(The task): Scale the rows from the line containing "Practice. Put a dot on the mountain ridge" through the end of the rows, copying each line in full, including the ones without coordinates. Multiply every x and y coordinate in the answers by 0.55 and round to whole numbers, with halves rounding up.

(Data supplied):
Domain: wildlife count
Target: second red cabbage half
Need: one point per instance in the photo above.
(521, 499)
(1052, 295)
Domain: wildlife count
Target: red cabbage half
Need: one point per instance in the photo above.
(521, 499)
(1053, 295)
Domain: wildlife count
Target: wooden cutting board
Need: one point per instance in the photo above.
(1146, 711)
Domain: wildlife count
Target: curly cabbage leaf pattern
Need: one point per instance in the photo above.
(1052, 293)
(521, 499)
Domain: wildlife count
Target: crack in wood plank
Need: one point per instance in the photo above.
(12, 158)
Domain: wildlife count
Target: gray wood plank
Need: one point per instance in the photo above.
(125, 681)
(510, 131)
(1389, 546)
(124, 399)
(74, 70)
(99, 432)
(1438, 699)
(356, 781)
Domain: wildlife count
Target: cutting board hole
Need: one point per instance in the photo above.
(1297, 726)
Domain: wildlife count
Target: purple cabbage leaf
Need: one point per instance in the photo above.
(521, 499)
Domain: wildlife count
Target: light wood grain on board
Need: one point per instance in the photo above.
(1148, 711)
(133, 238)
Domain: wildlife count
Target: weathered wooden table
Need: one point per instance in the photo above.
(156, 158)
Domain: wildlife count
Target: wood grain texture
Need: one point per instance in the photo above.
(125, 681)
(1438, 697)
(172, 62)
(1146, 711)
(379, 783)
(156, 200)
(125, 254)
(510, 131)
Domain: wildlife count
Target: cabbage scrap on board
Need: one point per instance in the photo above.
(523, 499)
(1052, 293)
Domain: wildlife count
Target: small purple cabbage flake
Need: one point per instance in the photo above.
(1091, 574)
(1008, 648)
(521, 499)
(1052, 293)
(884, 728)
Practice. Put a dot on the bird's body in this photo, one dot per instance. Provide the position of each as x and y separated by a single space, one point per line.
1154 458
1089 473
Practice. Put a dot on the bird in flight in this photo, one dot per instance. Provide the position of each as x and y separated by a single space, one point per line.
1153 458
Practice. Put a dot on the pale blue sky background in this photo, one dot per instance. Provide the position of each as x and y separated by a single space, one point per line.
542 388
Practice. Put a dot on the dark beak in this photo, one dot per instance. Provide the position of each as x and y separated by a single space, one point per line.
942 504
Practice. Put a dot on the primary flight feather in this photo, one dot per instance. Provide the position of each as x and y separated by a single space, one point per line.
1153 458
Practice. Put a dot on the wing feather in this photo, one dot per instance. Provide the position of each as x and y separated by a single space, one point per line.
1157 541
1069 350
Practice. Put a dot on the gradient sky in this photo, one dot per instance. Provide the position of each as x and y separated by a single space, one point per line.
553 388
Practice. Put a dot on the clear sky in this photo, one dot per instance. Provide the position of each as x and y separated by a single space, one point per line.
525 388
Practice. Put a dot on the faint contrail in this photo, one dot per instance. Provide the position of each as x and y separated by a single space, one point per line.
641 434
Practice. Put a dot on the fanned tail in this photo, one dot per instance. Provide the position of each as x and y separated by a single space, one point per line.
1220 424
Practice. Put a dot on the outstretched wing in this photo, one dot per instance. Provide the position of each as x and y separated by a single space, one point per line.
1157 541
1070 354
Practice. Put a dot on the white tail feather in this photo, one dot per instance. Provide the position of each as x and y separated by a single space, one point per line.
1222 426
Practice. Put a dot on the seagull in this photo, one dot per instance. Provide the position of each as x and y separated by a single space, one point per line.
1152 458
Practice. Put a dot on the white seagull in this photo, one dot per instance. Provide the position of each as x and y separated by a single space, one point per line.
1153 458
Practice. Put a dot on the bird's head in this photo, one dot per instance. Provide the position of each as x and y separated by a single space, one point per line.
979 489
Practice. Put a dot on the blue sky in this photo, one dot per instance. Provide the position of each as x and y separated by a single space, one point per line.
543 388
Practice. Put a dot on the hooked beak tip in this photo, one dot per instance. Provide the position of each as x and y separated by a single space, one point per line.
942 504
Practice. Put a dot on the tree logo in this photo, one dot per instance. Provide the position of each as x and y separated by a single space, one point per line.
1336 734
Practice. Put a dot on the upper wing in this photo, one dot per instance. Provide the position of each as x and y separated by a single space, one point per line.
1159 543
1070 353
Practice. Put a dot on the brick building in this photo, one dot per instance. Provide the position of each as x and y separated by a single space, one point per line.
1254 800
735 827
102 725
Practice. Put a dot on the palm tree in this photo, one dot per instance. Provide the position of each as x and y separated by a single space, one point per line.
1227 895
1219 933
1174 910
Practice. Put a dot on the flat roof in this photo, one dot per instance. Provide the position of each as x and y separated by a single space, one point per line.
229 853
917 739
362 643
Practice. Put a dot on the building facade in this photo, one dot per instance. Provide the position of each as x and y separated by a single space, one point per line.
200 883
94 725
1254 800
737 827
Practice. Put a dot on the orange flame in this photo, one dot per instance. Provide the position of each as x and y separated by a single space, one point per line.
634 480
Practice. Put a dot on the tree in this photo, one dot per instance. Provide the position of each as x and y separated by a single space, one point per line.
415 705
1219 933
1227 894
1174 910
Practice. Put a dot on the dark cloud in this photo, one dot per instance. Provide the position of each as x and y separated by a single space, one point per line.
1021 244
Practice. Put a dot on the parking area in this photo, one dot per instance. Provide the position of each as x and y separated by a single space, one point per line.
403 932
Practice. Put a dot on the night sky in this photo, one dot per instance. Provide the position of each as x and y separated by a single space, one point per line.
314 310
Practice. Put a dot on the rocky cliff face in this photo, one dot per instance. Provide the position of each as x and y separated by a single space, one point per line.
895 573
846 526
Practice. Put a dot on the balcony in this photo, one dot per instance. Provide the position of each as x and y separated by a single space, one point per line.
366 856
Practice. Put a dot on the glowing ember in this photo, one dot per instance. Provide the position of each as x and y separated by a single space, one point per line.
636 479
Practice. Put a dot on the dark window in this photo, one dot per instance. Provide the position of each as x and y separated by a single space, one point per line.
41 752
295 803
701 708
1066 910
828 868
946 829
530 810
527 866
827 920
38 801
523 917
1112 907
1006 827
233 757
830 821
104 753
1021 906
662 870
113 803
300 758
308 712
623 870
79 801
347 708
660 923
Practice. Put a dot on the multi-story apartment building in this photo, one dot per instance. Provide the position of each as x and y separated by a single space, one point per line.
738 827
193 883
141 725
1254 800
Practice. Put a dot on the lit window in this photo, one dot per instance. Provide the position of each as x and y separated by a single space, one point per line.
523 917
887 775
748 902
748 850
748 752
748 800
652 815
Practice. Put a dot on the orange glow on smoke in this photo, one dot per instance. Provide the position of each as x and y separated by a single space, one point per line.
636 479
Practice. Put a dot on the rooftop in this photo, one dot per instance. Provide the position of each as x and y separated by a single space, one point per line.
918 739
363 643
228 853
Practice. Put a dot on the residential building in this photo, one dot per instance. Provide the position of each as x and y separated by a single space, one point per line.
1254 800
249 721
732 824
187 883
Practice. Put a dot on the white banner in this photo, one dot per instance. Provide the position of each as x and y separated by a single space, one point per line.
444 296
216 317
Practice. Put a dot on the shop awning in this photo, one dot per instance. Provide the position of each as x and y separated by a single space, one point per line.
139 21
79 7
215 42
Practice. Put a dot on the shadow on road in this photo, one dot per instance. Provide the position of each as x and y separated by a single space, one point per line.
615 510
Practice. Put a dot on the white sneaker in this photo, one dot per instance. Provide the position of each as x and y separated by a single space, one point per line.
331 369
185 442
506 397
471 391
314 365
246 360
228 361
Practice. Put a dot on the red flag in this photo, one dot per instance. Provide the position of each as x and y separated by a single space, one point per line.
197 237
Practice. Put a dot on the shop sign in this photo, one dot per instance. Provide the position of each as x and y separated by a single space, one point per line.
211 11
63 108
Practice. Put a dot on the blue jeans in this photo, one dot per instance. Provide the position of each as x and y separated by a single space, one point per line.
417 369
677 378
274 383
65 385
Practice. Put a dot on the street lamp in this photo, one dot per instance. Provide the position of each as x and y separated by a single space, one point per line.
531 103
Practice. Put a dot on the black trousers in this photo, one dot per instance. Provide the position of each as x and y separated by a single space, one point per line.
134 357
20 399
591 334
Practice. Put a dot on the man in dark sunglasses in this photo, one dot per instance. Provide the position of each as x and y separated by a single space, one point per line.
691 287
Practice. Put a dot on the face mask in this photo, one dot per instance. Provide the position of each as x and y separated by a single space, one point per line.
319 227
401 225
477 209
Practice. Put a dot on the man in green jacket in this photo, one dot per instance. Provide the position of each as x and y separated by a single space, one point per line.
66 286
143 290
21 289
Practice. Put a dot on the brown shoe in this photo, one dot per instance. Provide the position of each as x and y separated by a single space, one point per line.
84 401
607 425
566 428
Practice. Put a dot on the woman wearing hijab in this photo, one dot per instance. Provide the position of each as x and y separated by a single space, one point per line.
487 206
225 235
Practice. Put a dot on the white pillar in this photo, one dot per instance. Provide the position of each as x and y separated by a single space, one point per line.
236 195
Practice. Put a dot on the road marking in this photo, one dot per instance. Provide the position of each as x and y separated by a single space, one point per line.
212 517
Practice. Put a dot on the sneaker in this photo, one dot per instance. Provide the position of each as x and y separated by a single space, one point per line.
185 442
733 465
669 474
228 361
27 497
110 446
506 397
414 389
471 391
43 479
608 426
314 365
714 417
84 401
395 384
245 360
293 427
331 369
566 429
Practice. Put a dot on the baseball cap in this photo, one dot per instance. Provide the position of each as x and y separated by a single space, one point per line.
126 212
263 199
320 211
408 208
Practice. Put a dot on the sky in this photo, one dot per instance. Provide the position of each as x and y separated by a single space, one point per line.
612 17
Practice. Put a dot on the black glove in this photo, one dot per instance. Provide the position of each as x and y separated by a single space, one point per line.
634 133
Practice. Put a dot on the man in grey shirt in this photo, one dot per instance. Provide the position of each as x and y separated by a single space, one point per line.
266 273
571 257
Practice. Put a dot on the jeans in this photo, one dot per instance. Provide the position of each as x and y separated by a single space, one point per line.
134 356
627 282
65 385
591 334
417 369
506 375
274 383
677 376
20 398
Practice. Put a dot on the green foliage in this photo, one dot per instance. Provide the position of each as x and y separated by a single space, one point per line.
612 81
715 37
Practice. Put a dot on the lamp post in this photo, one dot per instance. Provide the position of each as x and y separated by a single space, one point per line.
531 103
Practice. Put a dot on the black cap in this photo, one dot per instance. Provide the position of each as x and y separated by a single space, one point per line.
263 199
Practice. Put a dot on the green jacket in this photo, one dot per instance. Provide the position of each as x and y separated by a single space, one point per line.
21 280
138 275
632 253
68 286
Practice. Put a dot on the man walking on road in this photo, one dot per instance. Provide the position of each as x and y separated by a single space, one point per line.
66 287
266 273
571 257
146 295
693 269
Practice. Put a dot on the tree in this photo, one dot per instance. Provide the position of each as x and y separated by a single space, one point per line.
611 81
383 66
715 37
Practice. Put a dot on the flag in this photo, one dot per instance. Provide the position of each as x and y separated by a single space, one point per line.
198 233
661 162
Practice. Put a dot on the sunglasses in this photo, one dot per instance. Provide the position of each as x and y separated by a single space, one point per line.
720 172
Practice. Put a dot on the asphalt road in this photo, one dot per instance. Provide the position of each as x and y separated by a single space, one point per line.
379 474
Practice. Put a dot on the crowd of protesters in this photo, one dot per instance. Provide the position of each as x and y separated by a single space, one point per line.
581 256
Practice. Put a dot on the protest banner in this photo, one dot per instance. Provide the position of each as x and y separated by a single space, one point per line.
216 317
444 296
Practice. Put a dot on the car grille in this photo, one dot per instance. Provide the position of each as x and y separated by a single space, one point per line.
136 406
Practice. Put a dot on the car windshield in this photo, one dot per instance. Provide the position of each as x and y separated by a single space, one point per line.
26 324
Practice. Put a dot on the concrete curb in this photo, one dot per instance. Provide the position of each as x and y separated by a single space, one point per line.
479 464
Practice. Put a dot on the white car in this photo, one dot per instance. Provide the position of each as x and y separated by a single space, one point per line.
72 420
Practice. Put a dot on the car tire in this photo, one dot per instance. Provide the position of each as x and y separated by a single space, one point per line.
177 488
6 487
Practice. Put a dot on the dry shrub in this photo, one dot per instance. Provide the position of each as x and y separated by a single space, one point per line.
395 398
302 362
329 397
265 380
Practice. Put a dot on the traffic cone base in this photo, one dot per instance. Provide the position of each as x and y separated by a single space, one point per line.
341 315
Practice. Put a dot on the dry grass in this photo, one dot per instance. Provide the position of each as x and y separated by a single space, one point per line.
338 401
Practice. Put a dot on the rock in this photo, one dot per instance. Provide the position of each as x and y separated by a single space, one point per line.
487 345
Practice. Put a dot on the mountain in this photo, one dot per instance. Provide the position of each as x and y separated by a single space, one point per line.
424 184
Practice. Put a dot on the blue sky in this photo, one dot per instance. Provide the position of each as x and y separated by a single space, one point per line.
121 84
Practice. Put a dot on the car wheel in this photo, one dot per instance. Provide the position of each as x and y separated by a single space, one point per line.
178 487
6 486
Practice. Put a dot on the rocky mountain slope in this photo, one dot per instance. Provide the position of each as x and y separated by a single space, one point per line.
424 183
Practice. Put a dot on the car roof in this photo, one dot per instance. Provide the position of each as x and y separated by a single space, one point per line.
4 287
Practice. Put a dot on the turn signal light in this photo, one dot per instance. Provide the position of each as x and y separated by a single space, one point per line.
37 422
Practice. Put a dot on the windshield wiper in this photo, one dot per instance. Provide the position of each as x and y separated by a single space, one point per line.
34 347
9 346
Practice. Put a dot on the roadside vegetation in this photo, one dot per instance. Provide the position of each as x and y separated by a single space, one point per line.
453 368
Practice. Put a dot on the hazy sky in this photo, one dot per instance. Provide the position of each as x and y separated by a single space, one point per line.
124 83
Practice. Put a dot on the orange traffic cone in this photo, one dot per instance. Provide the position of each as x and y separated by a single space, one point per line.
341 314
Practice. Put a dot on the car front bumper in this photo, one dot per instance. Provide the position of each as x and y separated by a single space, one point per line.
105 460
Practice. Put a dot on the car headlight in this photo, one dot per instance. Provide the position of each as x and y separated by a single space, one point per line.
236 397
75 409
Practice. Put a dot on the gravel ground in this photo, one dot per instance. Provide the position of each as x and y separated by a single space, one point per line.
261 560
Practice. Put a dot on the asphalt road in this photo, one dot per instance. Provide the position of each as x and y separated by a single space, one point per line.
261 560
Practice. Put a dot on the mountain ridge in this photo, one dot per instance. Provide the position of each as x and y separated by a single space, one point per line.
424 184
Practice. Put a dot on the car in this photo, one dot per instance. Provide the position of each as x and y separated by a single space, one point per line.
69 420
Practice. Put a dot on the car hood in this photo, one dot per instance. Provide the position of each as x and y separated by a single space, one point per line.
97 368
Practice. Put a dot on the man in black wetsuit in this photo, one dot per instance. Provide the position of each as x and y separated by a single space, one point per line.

(Reply):
Practice. Put a dot on the mountain ridge in this photo, one dot per instance. Provide the position of each as x and y separated by a single space, one point per line.
233 101
Practice. Put a dot on the car in this photo, one dot per instance. Provide the position of each as x and y separated by a single space, one point per line.
38 231
Practice. Put a dot on the car hood in this photo, one dot per instance. Provide the position of each as x and y separated by a single space, one point per line.
53 202
Practice. Put a dot on the man in black wetsuit in this photo, one dot per instance. Provide the position of each as x and y separated by a single space, one point per line.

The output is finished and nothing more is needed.